Passage given:
▬▬▬

# first run in the jet



## JoshKeller (May 25, 2014)

1986 fisher marsh hawk 2v 1648, 1994 johnson 50/35 jet. 2 people (450 lbs approx), fishing gear, two batteries, bow mount trolling motor, 5 gallon of gas. 

jumps on plane with passenger sitting in front, runs approx 22 mph. A bit slower with passenger at the back, but certainly acceptable, but runs on plane down to 14 mph, top speed of 23 - 24 (gps was bouncing between). 

the bottom of the boat is heavily dented, but doesnt leak. im thinking this is costing me a few mph. no spray from the jet, ran great in small waves, and turns on a dime due too the hard chines welded on over the two outer most chines. does this all seem about right?

we had no problem running in 8 inches of water on plane, but since the water is up, i couldnt find anything shallower to test.


----------



## PATRIOT (May 25, 2014)

Thanks for the test results . . . I'm only replying because the 22mph caught my eye as my 87 Lowe Superior 14V was clocked at that very speed (22mph) over a measured distance with just me and 6 gallons of fuel on a Nissan NS15B 2-stroke. Always wondered how much more HP I would have to have to haul 2-3 times the load.


----------



## JoshKeller (May 26, 2014)

I have a 1648 alumacraft with 35 prop that's heavily decked out, two batteries, 24 v trolling motor that does 33-34 mph but is no where near as practical as the jet in the water I fish


----------



## dhoganjr (May 26, 2014)

Sounds about right.

▬▬▬

Exercise goal: Please give the top speed the first post in the jet boat thread reports for the Fisher Marsh Hawk.

Provided data:

▬▬▬

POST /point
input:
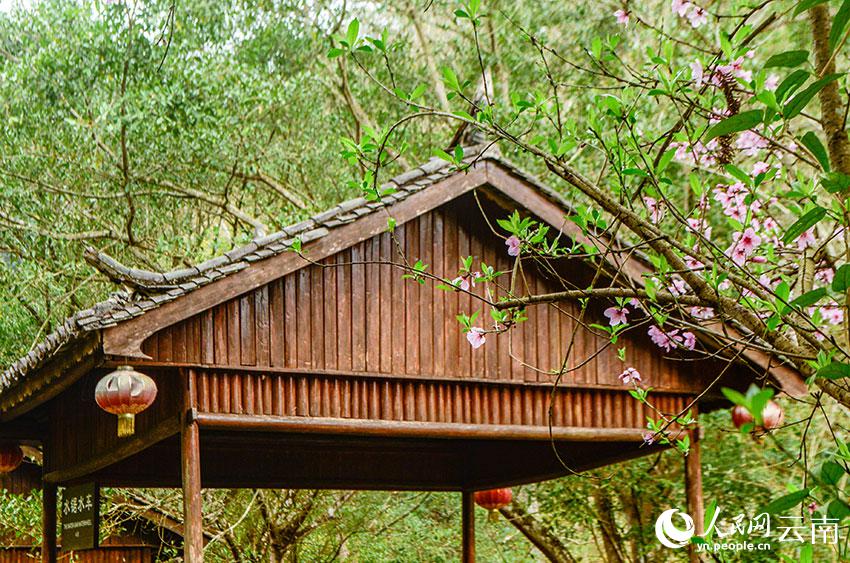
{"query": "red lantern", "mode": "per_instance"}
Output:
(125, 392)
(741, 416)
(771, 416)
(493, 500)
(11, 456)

▬▬▬

Problem solution: 23 to 24 mph